TEXT BLOCK
Spoiler alert: probably more than you are

Mitchell Barr, Client Associate
401(k)

How did we get here

Throughout our financial journeys, we have to ask ourselves, am I saving enough? Historically that wasn’t the case. My grandpa was a good old boy. He grew up in West Virginia, had a sixth-grade education, and eventually landed in Ohio where he worked for Chrysler in an auto plant for most of his career. He knew next to nothing about investing, and that was okay because when he retired, he had a pension waiting for him that paid 60% of his pre-retirement salary. It still pays that amount to my grandmother since his passing. Combined with Social Security payments, he ended up with a lifestyle better than what he had before retirement. This is the way many of the Greatest Generation and some Boomers have been able to retire. Work your butt off and stay with the same company for 30 years and you are set.

All that has changed, as pensions have been replaced by 401(k)’s. Poor management of pension funds by corporations and governments, over-promising benefits, and poor investment performance resulting from the burst of the Tech Bubble and the Great Recession have rendered the pension system in very poor health. According to the American Legislative Exchange Council (ALEC), unfunded pension liabilities nationwide exceeded $6 trillion at the end of 2017 (and that is just the state-sponsored pension plans). For context, the national debt currently stands at around $21 trillion.

The legislative solution to the failing pension system was the 401(k), a once-obscure section in the tax code which allowed employers to transfer the responsibility of making contributions and managing the investments in a retirement plan from the employer to the employee. Now instead of working for 30 years and knowing you could retire comfortably, most everyone is responsible for their retirement, whether they know anything about money or not. Is it a surprise that we are facing a retirement crisis?

DATASET CONTENT
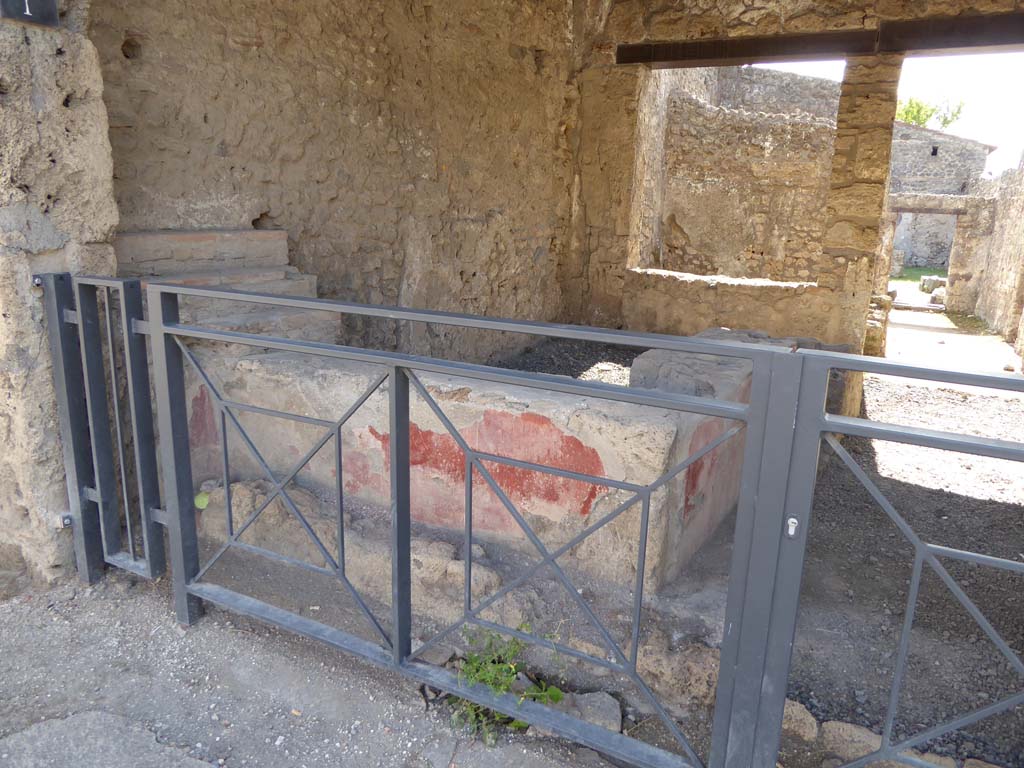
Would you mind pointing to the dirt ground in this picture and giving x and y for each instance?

TASK REQUIREMENTS
1: List every reason the article on retirement saving gives for the pension system ending up in very poor health.
2: Carry the article on retirement saving forward from its last paragraph.

ANSWERS FOR THIS EXERCISE
1:
- Poor management of pension funds by corporations and governments
- Over-promising benefits
- Poor investment performance resulting from the burst of the Tech Bubble and the Great Recession

2:
Where are we now

Most of us now have the experience of enrolling in our company 401(k) plans when we start a new job. For “non-finance” people (basically everyone), the process usually breeds anxiety and uncertainty. The first hurdle is your investment choices, which often provide little to no explanation of what they are except some historical performance numbers and a general category. Many plans have transitioned to selecting investments for you based on your risk tolerance and estimated retirement date, or offer a financial professional to walk you through the different options. Those are both good things, and they make at least that part of the process manageable.

You also have to decide how much to contribute to your 401(k), which again causes many people to freeze with anxiety, procrastinate, or prevents them from enrolling in the plan at all. Automatic enrollment into 401(k) plans is one tool that’s been implemented by some employers to combat this analysis paralysis. When you get hired, a 401(k) account is opened automatically, and the plan elects a contribution rate for you. A recent Wall Street Journal article described this process:

“Today, more than 40% of companies with 401(k) plans set initial contribution rates under automatic enrollment at 3% of salary, according to Vanguard Group. Many gradually raise the level to 10%, often to coincide with raises, unless an employee chooses otherwise.”1

So, should you just let automatic enrollment take over and do nothing? If your employer is one that gradually raises the contribution rate, you will top out at saving 10% of your gross income (or $18,500, which is the maximum annual contribution under the IRS code). Is that enough for you to reach your retirement goals? That’s what we need to find out.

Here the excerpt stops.